▶ **Given text**
This guide covers how email extraction works, how to implement it in code with reliable regex patterns, practical use cases, and the legal considerations you must follow.

What Is Email Extraction?

Email extraction scans a body of text and identifies all strings that match the format of a valid email address — a local part, an @ symbol, and a domain with at least one dot. The regex pattern [a-zA-Z0-9._%+-]+@[a-zA-Z0-9.-]+\.[a-zA-Z]{2,} captures the vast majority of real-world email addresses. The extracted addresses are collected into a deduplicated list.

You would use email extraction when building contact lists from unstructured data, cleaning CRM imports that contain emails mixed with other text, parsing log files for user identifiers, extracting contacts from email threads, and auditing documents for PII (personally identifiable information).

How to Extract Emails with FlipMyCase

  1. Open the FlipMyCase Email Extractor.
  2. Paste your text — it can be plain text, HTML, CSV, log output, or any format containing email addresses.
  3. The tool instantly finds and lists all email addresses, deduplicated and sorted.
  4. Copy the clean list for import into your email platform, spreadsheet, or CRM.

The extractor runs in your browser with no data sent to a server. For extracting URLs instead of emails, use the URL Extractor.

Code Examples for Email Extraction

JavaScript

function extractEmails(text) {
  const regex = /[a-zA-Z0-9._%+-]+@[a-zA-Z0-9.-]+\.[a-zA-Z]{2,}/g;
  const matches = text.match(regex) || [];
  // Deduplicate (case-insensitive)
  const seen = new Set();
  return matches.filter(email => {
    const lower = email.toLowerCase();
    if (seen.has(lower)) return false;
    seen.add(lower);
    return true;
  });
}

const text = `
Contact us at support@example.com or sales@example.com.

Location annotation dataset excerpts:
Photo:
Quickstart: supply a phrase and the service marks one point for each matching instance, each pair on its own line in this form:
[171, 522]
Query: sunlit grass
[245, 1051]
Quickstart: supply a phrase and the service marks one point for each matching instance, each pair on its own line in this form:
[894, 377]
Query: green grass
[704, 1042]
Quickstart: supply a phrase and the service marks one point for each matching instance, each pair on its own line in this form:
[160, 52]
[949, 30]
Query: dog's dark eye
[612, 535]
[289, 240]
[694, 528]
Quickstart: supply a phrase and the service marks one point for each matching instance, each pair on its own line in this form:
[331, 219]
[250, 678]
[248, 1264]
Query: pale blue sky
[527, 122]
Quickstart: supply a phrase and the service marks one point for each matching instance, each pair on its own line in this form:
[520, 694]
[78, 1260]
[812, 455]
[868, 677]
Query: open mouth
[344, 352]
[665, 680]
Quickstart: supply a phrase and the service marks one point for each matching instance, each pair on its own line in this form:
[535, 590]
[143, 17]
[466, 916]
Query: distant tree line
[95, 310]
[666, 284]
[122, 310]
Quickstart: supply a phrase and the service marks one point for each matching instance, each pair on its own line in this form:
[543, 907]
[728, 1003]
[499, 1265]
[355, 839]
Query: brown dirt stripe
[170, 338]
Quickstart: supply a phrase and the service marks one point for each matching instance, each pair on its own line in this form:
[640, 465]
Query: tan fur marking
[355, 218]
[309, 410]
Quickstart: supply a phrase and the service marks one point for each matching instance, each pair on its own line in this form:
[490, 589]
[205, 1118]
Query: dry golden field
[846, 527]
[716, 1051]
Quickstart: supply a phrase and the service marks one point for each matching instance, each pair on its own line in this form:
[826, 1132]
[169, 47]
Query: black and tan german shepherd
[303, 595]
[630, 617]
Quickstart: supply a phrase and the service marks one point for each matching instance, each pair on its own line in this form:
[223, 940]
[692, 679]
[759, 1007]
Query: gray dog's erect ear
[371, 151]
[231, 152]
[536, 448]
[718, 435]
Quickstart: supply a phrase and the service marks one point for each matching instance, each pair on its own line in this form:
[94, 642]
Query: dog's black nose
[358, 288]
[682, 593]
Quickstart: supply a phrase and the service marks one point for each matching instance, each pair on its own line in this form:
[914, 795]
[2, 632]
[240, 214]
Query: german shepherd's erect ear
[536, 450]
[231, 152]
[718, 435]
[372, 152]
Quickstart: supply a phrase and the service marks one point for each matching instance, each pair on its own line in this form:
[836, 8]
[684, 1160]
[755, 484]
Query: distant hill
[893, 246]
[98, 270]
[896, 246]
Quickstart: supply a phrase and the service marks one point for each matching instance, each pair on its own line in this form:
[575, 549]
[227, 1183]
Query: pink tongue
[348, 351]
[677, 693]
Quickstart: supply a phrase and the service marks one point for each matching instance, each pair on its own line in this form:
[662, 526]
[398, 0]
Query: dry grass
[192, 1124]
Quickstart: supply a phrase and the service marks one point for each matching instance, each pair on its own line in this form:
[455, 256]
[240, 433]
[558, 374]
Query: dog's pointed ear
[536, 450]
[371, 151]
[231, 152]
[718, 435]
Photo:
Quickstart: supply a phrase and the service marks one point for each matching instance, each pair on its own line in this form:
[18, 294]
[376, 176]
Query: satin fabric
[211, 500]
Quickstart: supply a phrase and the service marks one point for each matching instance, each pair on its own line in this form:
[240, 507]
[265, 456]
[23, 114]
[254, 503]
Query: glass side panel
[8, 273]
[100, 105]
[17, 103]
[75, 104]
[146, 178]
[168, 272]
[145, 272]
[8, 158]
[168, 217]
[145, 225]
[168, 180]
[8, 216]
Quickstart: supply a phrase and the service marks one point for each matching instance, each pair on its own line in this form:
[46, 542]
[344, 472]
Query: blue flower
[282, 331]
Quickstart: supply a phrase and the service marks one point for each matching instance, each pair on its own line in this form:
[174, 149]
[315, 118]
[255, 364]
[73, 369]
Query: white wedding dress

▶ **Directions**
1. Answer these about the email extraction guide:
(a) What three parts make up the format of a valid email address?
(b) Where does the FlipMyCase Email Extractor run?
(c) In the JavaScript function, how is each match handled so that deduplication ignores case?
2. Write the next part of the email extraction guide, picking up right after its final line.

▶ **The answers**
1.
(a) A local part, an @ symbol, and a domain with at least one dot.
(b) In your browser, with no data sent to a server.
(c) Each email is converted to lowercase, and that lowercase form is checked against and added to a Set of addresses already seen.

2.
For press inquiries: press@example.com
Duplicate: SUPPORT@EXAMPLE.COM
Personal: alice.smith+work@gmail.com
Invalid: not-an-email, @missing, incomplete@
`;

const emails = extractEmails(text);
console.log(emails);
// ['support@example.com', 'sales@example.com',
//  'press@example.com', 'alice.smith+work@gmail.com']

// Extract from HTML
const html = '<a href="mailto:contact@site.com">Email us</a> or reach bob@site.com';
console.log(extractEmails(html));
// ['contact@site.com', 'bob@site.com']

Python

import re
from collections import OrderedDict

def extract_emails(text):
    pattern = r'[a-zA-Z0-9._%+-]+@[a-zA-Z0-9.-]+\.[a-zA-Z]{2,}'
    matches = re.findall(pattern, text)
    # Deduplicate while preserving order (case-insensitive)
    seen = OrderedDict()
    for email in matches:
        lower = email.lower()
        if lower not in seen:
            seen[lower] = email
    return list(seen.values())

text = """
Team contacts:
- Alice: alice@example.com
- Bob: bob@example.com
- Support: support@EXAMPLE.COM
- Alice again: alice@example.com
CC: charlie+work@gmail.com
"""

emails = extract_emails(text)
for email in emails:
    print(email)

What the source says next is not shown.